**GIVEN TEXT:**

----------------------------------------

3. It is debatable whether Gibson actually achieves much more in the 300 or so pages of Virtual Light than in “Skinner’s Room” (1991), the original short story from which it derives. Condensed into these 8 pages are the majority of the novel’s central themes, excluding the glasses.
4. Davis follows the traditional relationship between LA and sf from noir fiction and film to Huxley’s sf novels, which “exploited Southern California’s unsure boundary between reality and science fiction” (Davis 41). The two novels by Aldous Huxley to which Davis refers are After Many a Summer Dies the Swan (1939) and Ape and Essence (1948). Contemporary sf novels by such authors as Neal Stephenson, Pat Cadigan, Gibson, Kim Stanley Robinson, and others have continued the genre’s fascination with the West Coast.
5. Such ‘heterotopological’ spaces are, as Foucault’s original article states, always ‘counter sites,’ literally the ‘Other Spaces’ (Spaces of the Other). These heterotopologies are never Kantian a priori given spaces, but the result of cultural, social practice produced by marginalized and disparate bodies—ideal site of the neo-tribal. See Michel Foucault, “Of Other Spaces,” Diacritics (Spring 1986): 24-25.
6. The ‘Bridge-as-heart’ has a precedent in reality for Gibson. He describes London as: “a single huge organic artefact, which American cities never [are]…[T]he subways …the nervous system of the organism…it seems to contain more information than a whole structure would in the States” (Colin Greenland, “A Nod to the Apocalypse: An Interview with William Gibson,” Foundation 36 [Summer 1986]: 5). The Bridge serves an analogous function.
7. Japanese director Ryuji Miyamoto’s “stunning images” of the Walled City “provided most of the texture for the Bridge in my novel Virtual Light” (Gibson, Idoru “Thanks”).The significance of Hak Nam, and the influence of Greg Girard and Ian Lambot’s City of Darkness: Life in Kowloon’s Walled City (1993) become more important in Idoru, and are discussed further in relation to that novel.
8. In one interview Gibson recalls how: “When punk arrived from London, I spent a year just watching it” (Popham, “Poet” D10). It is from such close observation of these types of social and cultural phenomena that Gibson’s novels assume their aesthetic of “scavenged surfaces.” It must be noted, however, that there are elements of parody in Gibson’s depiction of Yamazaki’s “existential sociology” and cultural studies.
9. The recent appropriation of body marking by the fashion and culture industries has inverted modern primitivism’s original aims, transforming the body into a permanently marked corporate fashion statement. In a continuing commodification of spaces, the body has capitulated to the forces of the cultural dominant.

----------------------------------------

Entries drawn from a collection
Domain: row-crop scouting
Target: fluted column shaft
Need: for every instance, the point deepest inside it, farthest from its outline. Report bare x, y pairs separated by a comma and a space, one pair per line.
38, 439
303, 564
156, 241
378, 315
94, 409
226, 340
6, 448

----------------------------------------

**TO DO:**
a: Translate the sentence "The Bridge serves an analogous function." from the notes on Gibson into Spanish.
b: According to the notes on Gibson, which two Aldous Huxley novels does Davis refer to?

**THE SOLUTIONS:**
a: El Puente cumple una función análoga.

b: After Many a Summer Dies the Swan (1939) and Ape and Essence (1948).